Exercise details:
The lines of the records that include "lichen" should all be copied.
════════
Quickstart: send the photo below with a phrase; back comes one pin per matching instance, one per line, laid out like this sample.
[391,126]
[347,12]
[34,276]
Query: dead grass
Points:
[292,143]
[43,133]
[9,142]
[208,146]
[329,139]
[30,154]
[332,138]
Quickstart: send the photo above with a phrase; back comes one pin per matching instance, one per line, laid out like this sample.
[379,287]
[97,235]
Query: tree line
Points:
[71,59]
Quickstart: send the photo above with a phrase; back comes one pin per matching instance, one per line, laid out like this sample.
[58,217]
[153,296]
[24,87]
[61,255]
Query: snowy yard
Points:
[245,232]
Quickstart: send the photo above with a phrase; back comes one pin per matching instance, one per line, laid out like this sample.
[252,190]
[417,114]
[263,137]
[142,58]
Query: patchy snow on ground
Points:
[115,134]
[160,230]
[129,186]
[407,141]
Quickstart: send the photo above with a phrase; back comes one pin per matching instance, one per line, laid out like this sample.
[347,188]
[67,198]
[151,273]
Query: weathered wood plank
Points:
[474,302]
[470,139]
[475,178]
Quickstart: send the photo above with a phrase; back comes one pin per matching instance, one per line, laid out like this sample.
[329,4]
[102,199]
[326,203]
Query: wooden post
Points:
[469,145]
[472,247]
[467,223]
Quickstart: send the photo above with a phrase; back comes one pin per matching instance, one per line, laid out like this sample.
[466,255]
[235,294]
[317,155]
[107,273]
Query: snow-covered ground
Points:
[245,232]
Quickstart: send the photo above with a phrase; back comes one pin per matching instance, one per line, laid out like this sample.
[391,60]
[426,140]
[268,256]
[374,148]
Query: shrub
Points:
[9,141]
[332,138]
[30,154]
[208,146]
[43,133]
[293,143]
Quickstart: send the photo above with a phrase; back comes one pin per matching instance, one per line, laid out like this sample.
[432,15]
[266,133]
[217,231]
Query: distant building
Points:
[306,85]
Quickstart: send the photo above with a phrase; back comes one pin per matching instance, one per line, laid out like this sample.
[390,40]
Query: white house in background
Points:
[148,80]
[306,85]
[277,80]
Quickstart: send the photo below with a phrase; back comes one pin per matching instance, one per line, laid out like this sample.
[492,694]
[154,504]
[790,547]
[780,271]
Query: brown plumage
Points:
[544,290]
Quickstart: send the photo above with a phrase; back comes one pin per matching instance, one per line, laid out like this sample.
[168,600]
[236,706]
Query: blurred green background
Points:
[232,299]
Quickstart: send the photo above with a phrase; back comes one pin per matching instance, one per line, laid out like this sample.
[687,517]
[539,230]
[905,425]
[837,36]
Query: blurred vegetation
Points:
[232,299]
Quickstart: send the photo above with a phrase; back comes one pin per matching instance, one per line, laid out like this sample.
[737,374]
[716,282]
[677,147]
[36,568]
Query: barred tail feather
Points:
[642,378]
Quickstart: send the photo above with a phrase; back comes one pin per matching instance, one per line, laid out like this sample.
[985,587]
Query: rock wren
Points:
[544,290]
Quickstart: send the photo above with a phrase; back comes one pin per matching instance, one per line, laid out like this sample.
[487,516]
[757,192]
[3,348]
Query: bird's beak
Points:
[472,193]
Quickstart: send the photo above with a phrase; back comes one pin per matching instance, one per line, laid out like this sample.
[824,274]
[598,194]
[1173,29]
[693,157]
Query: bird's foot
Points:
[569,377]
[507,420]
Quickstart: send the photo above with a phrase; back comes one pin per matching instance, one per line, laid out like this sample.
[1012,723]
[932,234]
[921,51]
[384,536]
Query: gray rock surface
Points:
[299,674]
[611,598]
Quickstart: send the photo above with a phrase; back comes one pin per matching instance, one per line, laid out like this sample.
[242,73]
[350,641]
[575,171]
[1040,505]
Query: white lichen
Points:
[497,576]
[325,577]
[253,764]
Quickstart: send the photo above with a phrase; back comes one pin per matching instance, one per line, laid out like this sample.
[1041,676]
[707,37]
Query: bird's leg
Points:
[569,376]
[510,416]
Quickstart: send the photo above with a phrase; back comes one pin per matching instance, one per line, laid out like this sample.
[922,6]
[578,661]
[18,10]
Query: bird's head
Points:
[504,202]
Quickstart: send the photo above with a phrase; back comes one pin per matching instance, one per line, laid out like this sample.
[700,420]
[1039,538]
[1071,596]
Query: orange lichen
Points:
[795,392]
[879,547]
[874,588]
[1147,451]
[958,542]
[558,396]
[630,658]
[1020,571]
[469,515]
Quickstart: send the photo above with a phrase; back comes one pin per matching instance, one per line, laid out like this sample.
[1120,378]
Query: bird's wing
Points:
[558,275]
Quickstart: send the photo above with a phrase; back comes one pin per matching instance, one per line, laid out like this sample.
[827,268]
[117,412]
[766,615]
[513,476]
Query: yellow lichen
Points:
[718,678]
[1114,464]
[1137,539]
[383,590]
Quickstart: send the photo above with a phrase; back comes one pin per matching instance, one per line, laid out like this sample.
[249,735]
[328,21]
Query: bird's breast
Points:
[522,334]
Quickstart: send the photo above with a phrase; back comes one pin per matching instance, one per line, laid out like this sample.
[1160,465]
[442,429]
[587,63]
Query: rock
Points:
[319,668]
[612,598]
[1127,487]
════════
Exercise solution:
Query: white lichen
Query: orange lichen
Query: yellow lichen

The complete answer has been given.